--- Task data Enclosed Below ---

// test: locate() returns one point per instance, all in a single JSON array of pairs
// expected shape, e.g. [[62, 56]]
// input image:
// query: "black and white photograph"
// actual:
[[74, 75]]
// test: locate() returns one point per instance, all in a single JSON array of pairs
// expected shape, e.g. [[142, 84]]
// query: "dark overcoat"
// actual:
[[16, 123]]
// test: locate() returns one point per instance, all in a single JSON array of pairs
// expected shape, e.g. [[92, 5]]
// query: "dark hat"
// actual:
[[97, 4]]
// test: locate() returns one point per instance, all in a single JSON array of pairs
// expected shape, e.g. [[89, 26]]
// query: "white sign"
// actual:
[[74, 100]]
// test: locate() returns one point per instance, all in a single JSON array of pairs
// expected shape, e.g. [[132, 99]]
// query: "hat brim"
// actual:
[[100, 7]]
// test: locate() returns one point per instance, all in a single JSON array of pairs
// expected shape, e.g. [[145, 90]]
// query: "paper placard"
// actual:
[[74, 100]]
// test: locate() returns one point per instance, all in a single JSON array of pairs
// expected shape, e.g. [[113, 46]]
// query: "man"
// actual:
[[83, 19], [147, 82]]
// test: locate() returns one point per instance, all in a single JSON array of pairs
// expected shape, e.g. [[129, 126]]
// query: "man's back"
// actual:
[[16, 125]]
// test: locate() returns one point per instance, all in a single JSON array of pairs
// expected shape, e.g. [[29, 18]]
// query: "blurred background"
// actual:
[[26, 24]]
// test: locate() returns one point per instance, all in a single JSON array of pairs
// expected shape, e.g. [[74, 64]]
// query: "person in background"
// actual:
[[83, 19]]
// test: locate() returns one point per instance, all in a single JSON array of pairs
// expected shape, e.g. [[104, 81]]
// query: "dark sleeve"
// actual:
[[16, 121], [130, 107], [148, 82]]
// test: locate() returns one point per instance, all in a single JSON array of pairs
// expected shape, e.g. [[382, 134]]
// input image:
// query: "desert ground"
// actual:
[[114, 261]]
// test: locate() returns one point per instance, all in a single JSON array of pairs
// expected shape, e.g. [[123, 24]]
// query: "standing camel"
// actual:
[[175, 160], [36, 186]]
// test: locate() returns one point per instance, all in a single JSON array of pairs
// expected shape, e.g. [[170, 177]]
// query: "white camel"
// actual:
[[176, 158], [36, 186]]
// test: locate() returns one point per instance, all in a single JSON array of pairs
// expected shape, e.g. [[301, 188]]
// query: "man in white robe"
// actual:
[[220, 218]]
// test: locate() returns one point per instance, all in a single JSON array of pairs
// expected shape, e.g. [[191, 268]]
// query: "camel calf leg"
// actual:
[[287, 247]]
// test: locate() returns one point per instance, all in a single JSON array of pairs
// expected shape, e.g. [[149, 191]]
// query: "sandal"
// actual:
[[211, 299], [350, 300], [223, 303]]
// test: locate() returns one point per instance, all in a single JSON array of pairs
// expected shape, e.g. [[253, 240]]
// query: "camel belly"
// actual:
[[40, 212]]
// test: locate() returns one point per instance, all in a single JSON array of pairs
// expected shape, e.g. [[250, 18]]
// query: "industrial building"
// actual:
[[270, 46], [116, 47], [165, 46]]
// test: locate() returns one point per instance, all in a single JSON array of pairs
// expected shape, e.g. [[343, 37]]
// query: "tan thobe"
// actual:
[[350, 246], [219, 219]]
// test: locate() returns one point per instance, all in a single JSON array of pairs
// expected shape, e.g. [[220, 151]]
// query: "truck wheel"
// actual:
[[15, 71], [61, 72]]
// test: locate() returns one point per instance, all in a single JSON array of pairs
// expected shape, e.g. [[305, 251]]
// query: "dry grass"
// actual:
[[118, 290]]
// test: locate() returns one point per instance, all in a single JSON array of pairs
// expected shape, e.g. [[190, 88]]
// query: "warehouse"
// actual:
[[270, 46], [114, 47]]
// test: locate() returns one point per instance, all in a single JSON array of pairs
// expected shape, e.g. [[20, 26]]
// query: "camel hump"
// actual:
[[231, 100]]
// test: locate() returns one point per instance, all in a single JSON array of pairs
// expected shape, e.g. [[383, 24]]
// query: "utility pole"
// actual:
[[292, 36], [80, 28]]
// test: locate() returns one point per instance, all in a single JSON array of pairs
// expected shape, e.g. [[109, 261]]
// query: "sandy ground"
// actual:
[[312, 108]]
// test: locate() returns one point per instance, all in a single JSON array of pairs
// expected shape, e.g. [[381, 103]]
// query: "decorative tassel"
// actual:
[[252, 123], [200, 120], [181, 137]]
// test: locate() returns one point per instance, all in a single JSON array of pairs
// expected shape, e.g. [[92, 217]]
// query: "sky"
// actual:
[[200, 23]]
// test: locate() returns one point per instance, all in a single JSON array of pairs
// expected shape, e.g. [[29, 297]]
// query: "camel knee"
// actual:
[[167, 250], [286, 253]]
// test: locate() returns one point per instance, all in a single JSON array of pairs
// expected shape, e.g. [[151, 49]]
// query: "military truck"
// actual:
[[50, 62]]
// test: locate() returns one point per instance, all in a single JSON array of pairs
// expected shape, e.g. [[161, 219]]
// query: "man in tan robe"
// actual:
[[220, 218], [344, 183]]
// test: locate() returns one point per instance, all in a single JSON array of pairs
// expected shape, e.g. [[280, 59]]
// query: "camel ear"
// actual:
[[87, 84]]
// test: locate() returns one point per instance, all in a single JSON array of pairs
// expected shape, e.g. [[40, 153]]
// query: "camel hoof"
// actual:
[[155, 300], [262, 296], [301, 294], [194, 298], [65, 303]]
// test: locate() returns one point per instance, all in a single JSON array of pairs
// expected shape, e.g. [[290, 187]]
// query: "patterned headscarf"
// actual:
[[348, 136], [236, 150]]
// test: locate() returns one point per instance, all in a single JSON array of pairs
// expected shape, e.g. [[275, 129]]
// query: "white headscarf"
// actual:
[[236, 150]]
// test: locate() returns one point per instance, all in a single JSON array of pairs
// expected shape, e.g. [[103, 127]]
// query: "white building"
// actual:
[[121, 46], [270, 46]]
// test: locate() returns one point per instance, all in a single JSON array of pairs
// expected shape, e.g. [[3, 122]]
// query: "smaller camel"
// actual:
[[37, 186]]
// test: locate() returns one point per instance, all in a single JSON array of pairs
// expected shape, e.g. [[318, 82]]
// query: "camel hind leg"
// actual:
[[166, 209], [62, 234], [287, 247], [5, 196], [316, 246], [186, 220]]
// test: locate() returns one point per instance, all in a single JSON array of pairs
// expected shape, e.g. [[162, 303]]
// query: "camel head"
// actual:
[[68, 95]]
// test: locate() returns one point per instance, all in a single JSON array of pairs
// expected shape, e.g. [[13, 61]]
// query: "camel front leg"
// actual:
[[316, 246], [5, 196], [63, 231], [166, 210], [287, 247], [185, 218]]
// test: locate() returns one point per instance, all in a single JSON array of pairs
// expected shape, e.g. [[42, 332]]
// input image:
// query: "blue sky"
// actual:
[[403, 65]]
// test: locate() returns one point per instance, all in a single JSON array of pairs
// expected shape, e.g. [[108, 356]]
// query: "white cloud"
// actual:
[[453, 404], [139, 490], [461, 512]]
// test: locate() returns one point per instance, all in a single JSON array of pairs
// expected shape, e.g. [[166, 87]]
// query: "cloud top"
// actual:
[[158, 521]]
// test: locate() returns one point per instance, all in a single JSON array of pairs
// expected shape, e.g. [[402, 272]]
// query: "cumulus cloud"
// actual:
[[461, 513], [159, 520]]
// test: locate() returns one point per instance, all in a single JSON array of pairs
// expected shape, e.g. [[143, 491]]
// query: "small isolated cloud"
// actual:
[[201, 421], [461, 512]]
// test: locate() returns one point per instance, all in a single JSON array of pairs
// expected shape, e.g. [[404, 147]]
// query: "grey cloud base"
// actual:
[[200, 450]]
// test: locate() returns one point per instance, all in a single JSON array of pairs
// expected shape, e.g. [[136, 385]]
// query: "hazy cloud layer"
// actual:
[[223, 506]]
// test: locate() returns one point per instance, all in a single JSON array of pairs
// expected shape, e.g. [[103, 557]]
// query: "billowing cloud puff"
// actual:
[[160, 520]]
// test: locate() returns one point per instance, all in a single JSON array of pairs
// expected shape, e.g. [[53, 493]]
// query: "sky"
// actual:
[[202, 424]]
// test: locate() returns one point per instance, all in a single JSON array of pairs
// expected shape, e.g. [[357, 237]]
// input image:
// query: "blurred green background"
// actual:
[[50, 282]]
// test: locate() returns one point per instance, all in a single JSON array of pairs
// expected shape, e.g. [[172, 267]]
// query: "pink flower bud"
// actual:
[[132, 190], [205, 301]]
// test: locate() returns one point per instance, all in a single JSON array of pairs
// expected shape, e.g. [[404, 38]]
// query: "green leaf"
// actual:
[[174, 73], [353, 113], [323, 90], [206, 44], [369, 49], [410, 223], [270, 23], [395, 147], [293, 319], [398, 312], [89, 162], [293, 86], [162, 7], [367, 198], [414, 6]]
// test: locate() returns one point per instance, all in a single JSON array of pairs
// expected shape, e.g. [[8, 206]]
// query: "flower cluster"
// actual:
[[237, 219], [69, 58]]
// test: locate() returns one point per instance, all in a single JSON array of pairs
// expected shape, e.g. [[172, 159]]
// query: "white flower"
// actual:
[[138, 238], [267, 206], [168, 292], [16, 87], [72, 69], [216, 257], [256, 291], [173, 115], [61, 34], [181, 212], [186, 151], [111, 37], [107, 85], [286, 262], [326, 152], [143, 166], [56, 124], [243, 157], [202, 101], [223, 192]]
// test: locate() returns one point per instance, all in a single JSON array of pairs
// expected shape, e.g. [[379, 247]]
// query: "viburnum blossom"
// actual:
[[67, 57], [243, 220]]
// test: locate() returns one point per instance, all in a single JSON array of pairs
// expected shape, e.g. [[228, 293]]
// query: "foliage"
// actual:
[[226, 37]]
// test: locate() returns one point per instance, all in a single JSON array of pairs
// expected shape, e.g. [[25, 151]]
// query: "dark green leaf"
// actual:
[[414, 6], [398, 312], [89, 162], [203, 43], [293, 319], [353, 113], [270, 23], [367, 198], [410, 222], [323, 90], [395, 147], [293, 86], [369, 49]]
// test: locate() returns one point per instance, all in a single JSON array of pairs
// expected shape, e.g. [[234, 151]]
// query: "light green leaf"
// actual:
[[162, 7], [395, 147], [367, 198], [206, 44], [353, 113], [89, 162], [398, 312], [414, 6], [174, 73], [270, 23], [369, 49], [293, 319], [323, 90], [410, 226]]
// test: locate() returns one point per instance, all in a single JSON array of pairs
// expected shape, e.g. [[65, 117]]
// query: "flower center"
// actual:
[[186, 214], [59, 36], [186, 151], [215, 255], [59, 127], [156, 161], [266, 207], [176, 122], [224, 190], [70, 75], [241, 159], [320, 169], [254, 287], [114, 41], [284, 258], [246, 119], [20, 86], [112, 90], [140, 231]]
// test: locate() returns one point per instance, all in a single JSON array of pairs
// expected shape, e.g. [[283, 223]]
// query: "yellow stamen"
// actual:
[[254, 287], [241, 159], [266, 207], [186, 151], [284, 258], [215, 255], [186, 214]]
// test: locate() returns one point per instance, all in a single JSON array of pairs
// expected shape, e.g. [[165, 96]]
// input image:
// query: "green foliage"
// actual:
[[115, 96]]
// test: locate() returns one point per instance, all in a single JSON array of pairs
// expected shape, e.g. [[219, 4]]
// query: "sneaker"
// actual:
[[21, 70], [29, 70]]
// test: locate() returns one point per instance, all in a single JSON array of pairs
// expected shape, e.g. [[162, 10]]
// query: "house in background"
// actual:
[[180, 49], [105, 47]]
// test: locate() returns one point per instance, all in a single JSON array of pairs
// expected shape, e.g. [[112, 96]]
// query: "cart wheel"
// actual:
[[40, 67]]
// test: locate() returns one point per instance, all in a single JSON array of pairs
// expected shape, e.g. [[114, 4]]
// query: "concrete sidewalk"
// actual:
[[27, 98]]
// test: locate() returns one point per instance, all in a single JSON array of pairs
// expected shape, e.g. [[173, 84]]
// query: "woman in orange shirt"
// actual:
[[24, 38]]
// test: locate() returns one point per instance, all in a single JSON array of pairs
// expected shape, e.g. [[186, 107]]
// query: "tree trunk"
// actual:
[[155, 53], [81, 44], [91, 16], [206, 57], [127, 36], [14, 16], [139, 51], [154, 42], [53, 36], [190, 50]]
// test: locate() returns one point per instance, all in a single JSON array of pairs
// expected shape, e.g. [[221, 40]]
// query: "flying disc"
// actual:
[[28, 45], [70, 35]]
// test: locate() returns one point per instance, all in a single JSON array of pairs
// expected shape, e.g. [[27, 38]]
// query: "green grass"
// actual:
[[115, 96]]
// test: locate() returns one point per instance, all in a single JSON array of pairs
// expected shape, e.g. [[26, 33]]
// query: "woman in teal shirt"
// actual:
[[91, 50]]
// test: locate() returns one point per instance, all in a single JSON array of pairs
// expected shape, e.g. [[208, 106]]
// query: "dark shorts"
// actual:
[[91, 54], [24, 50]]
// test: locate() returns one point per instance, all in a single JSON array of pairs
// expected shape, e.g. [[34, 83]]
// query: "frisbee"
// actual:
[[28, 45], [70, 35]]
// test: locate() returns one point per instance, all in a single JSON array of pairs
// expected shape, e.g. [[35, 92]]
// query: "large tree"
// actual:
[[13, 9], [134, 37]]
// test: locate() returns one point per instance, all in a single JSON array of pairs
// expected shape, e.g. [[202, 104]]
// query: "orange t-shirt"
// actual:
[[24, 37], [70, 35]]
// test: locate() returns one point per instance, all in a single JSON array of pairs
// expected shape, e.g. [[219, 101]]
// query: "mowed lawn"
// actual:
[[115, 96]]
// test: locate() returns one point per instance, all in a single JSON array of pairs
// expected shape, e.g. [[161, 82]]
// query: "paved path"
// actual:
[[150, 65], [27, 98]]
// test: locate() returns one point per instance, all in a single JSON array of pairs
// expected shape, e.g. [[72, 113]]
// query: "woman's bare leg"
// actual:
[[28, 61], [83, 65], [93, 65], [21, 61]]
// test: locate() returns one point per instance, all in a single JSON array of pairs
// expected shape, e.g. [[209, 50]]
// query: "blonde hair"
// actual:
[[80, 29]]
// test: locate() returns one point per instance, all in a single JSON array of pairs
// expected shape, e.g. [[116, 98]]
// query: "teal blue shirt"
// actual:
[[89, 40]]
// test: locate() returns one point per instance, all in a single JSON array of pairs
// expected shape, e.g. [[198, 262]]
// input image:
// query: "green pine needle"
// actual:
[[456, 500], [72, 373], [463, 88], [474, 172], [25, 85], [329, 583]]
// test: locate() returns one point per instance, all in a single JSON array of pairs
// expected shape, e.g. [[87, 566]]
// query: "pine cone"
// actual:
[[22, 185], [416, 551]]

--- End of Enclosed Task data ---

Lines holding the string "blue" must be copied out of the entries above.

// query: "blue sky"
// query: "teal blue shirt"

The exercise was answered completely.